▶ **TASKS TO CARRY OUT**
[a] For each statement below about the post on health care costs, answer yes or no and quote the exact words of the post that decide it. (i) The writer claims that fixing the payer problem would on its own reduce health care costs. (ii) The writer calls universal health care the only tested way to fix the problem. (iii) The writer says the market fails at raising capital.
[b] Pick up the post on health care costs after its final sentence and write a continuation of one or two paragraphs.

▶ **EXTRACT TO READ**
= Beginning of Section =

Saturday, November 13, 2010

The Essential Problem with Health Care

I tend to believe that the primary systemic issue driving US health care costs is the interaction between the very concentrated nature of health care needs and the very fractured system of paying for it.  This gives every individual payer a massive incentive to attempt to pass on those with high health care needs to another payer rather than to seek ways to reduce costs for those people with high needs.  I'm not saying that fixing this problem will do anything on its own to reduce health care costs.  What I am suggesting is that this problem creates incentives that prevent fixes from being made.  Unless these incentives can be fixed health care reform to lower costs will be impossible. 

The only tested way to fix this problem is universal health care.  Reform proposals that avoid this don't appear to me to address this structural issue.  The essential reason for this is that without universal health care uncertainty as to whether a procedure will be payed for enters the system.  If there was a reasonable certainty that those without coverage that need treatment wouldn't be treated than it would be reasonable to expect that a non-universal system could work.  But as long as needed treatment can still be expected to be received whether or not someone can pay it is reasonable to expect that there is no real possibility of a proper market ever functioning in a way that will control costs (though it can function to raise capital and expand the system, the only part that seems to be malfunctioning is cost control, which seems to me predictable as a result of needed treatments being covered anyway).

= End of Section =

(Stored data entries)
= Beginning of Section =

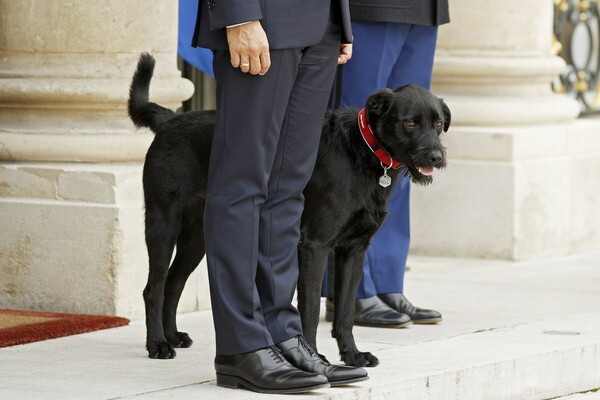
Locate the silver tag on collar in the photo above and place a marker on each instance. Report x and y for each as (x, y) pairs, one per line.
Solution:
(385, 180)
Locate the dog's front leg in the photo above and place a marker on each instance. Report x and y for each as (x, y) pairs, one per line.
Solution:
(313, 259)
(348, 271)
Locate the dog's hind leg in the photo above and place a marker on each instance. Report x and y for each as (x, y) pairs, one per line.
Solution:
(162, 226)
(190, 250)
(348, 271)
(313, 259)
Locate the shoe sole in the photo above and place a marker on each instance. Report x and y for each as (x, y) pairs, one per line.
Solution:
(348, 381)
(235, 382)
(329, 318)
(427, 321)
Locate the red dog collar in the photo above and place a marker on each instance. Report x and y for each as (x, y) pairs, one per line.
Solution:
(367, 134)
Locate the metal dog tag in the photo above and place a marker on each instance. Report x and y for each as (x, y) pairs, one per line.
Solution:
(385, 180)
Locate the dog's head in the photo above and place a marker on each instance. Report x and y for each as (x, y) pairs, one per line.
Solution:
(407, 123)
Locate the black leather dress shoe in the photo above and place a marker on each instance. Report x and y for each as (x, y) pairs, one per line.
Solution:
(265, 371)
(398, 302)
(372, 312)
(303, 357)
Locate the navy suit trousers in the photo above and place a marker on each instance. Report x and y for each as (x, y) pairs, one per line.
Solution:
(264, 150)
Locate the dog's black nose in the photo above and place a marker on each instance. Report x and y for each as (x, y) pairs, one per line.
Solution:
(435, 156)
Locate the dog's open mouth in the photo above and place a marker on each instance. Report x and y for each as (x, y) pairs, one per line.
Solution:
(427, 171)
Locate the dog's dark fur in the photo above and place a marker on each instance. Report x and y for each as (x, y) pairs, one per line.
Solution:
(344, 204)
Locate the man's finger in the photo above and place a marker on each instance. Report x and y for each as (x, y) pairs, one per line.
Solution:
(235, 59)
(245, 64)
(265, 63)
(254, 65)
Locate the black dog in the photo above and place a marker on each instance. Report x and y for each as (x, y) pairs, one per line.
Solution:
(344, 201)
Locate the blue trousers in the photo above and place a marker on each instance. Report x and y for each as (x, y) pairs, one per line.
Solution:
(387, 55)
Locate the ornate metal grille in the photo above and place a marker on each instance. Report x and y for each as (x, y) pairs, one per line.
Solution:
(577, 40)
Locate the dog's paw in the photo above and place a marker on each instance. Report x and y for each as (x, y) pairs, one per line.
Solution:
(179, 339)
(360, 359)
(160, 349)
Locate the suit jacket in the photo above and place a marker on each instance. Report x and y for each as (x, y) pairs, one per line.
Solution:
(287, 23)
(419, 12)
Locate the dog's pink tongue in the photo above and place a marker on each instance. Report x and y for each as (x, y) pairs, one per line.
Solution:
(427, 171)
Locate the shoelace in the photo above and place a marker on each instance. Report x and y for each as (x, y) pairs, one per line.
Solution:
(274, 352)
(306, 346)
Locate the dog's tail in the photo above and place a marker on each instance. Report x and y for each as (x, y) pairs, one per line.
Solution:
(142, 112)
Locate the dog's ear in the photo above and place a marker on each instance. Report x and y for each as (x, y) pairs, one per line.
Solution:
(447, 115)
(378, 103)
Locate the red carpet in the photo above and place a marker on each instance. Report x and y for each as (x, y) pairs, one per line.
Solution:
(19, 326)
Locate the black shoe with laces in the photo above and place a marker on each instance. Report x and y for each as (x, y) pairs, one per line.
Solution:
(398, 302)
(265, 371)
(302, 356)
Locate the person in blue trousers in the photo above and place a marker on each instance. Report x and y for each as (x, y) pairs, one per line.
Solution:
(394, 45)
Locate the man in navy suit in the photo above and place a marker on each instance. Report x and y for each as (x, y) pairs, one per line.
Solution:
(394, 45)
(274, 63)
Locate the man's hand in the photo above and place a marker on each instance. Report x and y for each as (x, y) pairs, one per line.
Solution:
(345, 53)
(249, 48)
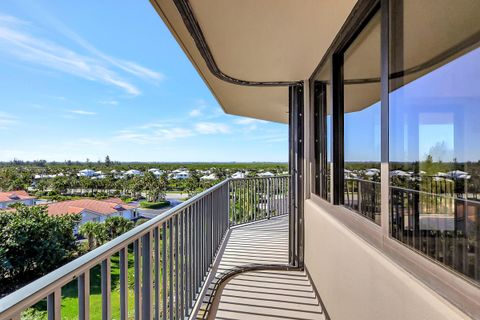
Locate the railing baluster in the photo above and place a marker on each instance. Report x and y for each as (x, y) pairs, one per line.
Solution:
(136, 266)
(106, 289)
(182, 269)
(124, 283)
(164, 270)
(176, 268)
(156, 236)
(83, 283)
(147, 276)
(54, 305)
(170, 271)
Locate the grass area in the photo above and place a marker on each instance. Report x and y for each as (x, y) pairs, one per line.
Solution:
(70, 293)
(154, 205)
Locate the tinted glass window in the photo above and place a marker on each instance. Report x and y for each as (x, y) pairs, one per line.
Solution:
(434, 130)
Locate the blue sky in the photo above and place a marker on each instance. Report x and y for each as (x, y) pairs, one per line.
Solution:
(87, 79)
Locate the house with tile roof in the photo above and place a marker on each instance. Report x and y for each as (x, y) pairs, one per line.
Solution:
(92, 209)
(8, 198)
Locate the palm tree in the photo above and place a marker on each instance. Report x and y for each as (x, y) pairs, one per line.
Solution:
(116, 226)
(87, 230)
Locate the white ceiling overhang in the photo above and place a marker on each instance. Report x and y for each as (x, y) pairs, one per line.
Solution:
(257, 41)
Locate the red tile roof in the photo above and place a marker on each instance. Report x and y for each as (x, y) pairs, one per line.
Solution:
(103, 207)
(14, 195)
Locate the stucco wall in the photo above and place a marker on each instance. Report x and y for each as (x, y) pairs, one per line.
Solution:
(356, 281)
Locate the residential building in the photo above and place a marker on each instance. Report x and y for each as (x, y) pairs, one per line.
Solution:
(266, 174)
(133, 172)
(180, 175)
(86, 173)
(8, 198)
(239, 175)
(93, 210)
(368, 84)
(209, 177)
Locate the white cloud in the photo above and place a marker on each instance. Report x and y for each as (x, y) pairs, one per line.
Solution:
(247, 121)
(7, 121)
(155, 136)
(195, 112)
(211, 128)
(21, 44)
(82, 112)
(109, 102)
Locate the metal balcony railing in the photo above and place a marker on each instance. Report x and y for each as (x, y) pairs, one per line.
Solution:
(172, 255)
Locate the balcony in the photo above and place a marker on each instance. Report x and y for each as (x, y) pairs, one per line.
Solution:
(222, 254)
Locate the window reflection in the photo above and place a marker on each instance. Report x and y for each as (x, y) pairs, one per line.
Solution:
(323, 133)
(362, 133)
(434, 108)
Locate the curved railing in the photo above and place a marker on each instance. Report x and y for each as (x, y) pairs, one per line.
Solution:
(172, 255)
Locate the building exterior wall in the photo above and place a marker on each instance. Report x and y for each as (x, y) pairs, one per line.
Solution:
(29, 202)
(356, 281)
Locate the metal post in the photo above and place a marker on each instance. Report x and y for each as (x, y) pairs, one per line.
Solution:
(84, 296)
(124, 283)
(164, 270)
(136, 267)
(54, 304)
(156, 236)
(106, 289)
(147, 276)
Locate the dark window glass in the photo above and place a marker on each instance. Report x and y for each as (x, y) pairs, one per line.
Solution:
(434, 109)
(323, 133)
(362, 134)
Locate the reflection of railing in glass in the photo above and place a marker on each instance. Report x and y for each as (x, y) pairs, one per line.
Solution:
(363, 196)
(442, 227)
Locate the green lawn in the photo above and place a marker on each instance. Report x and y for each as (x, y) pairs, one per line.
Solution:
(154, 205)
(70, 300)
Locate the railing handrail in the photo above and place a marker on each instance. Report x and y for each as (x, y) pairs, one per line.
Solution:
(40, 288)
(251, 178)
(434, 194)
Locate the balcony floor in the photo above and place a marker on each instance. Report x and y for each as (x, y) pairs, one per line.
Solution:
(265, 294)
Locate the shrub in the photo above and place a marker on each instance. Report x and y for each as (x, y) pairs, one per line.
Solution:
(33, 243)
(154, 205)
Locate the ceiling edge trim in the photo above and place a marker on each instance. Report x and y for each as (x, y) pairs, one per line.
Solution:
(186, 12)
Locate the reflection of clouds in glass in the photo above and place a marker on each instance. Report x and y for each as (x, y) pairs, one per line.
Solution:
(437, 114)
(441, 152)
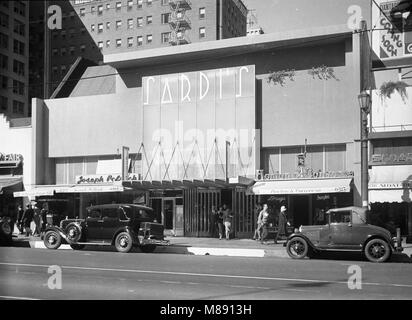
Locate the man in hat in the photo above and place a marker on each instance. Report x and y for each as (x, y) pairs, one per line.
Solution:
(282, 223)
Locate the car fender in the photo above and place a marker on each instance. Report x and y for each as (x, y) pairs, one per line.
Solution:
(59, 231)
(378, 236)
(293, 235)
(126, 229)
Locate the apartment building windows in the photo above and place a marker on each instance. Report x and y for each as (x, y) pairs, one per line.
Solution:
(4, 61)
(4, 41)
(166, 37)
(202, 32)
(4, 103)
(18, 107)
(202, 13)
(130, 24)
(18, 47)
(4, 20)
(165, 18)
(18, 87)
(129, 42)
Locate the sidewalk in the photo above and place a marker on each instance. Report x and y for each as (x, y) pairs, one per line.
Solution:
(209, 246)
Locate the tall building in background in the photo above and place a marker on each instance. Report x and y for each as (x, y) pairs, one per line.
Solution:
(14, 58)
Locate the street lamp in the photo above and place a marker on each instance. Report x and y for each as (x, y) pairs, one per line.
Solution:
(365, 105)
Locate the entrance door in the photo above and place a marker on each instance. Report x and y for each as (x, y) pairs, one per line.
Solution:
(300, 211)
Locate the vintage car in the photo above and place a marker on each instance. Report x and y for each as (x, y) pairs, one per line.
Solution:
(346, 230)
(5, 231)
(122, 225)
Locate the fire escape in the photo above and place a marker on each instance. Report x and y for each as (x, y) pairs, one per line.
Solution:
(179, 22)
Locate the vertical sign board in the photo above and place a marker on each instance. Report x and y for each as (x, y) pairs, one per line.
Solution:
(188, 117)
(392, 37)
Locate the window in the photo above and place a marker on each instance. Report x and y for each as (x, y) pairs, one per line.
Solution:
(4, 103)
(202, 13)
(4, 82)
(4, 20)
(130, 24)
(4, 61)
(18, 87)
(18, 67)
(166, 37)
(18, 47)
(202, 32)
(165, 18)
(4, 41)
(18, 107)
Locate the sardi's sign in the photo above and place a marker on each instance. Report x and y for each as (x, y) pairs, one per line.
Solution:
(104, 178)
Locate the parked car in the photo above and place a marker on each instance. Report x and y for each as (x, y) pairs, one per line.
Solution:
(5, 231)
(346, 230)
(121, 225)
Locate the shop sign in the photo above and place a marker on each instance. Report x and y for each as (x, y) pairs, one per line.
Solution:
(391, 185)
(105, 178)
(391, 158)
(309, 174)
(13, 157)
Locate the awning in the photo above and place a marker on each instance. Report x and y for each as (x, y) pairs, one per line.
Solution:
(10, 184)
(50, 190)
(390, 183)
(304, 186)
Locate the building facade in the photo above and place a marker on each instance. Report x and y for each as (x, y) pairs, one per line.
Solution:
(14, 58)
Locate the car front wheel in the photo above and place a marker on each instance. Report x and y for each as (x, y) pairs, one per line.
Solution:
(377, 250)
(52, 240)
(123, 242)
(297, 248)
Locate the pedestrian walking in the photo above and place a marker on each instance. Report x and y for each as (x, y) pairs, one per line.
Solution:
(219, 221)
(27, 219)
(264, 222)
(227, 219)
(258, 231)
(282, 223)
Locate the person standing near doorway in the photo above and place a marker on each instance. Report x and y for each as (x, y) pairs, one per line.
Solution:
(227, 219)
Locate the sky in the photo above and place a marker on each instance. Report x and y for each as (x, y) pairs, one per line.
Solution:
(281, 15)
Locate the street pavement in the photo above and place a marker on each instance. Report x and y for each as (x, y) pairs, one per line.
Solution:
(92, 274)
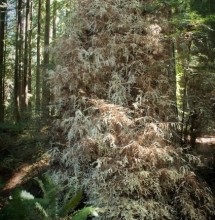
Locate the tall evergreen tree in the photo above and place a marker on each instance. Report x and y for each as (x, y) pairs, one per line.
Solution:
(45, 88)
(3, 8)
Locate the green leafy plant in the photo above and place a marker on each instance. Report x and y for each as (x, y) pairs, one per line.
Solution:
(23, 205)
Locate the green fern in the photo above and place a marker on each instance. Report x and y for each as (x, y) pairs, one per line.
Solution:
(25, 206)
(71, 204)
(84, 213)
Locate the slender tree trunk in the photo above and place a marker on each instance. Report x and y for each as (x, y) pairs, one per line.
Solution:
(2, 51)
(26, 62)
(54, 24)
(30, 50)
(38, 56)
(17, 67)
(21, 57)
(45, 92)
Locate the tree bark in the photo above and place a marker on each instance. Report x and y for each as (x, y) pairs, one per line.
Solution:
(30, 50)
(45, 88)
(38, 57)
(26, 53)
(2, 51)
(17, 66)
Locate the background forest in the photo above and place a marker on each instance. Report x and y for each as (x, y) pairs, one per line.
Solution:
(107, 109)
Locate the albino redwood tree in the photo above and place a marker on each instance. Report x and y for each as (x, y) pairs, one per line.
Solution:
(2, 51)
(114, 94)
(45, 89)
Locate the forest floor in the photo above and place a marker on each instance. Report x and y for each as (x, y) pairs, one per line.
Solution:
(24, 156)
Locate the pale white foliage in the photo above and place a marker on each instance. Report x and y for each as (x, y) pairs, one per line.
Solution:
(114, 99)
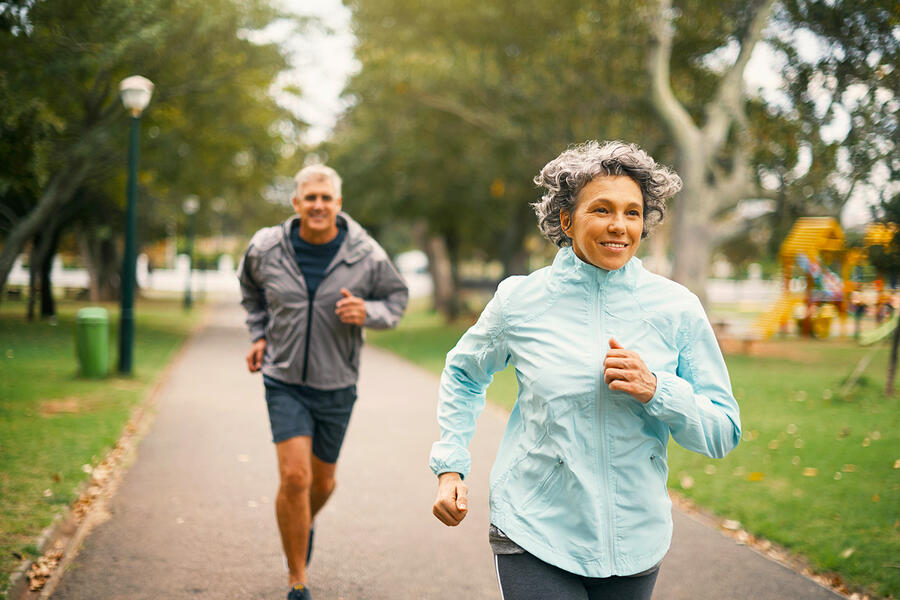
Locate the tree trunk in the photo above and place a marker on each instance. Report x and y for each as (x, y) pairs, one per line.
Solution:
(892, 363)
(704, 191)
(513, 253)
(98, 252)
(48, 303)
(691, 235)
(58, 191)
(446, 296)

= End of Section =

▶ **TASK-BY-TASK RESULTS**
[a]
(i) No: "I'm not saying that fixing this problem will do anything on its own to reduce health care costs."
(ii) Yes: "The only tested way to fix this problem is universal health care."
(iii) No: "though it can function to raise capital and expand the system"

[b]
With the payment system how it is, any individual entity can best achieve cost control by maximizing its responsibility for the 50% of people with low costs and minimizing its coverage of the 5% responsible for almost half the costs.  This is simply a much bigger reduction in costs than trying to deliver care most efficiently for a given mix of patients would be.  This problem has led to a vast array of ad hoc laws seeking to plug various gaps in the system.  I know that in New York one passed over the past year that would prevent health insurers from canceling entire insurance policies to avoid covering individuals with very high costs.  Laws such as this exist in every state and massively increase the complexity of regulation (and in my opinion, the size of the state) and thus the inefficiency of our health care system.

Public opinion on these issues unsurprisingly displays a high degree of cognitive dissonance.  We get extremely upset over individual instances of insurance company abuse, such as rescinding entire policies to deny one person coverage, yet get very upset over the high cost of insurance due to covering people that actually cost significant amounts of money to treat, like the kid whose insurance coverage got rescinded by the insurer.  At the same time, we expect to be covered ourselves if something ever goes horribly wrong.  The costs we face day to day in health care are just so disconnected from the high costs of treating serious conditions that it is difficult to keep the message focused on paying for complex medical needs rather than how much it costs to get a bottle of penicillin.  Which provides those that profit from expensive health care plenty of room to muddy the debate by taking the focus off the high cost sections of the system to instead focus on the low cost sections we experience day to day that are the source of all their profits.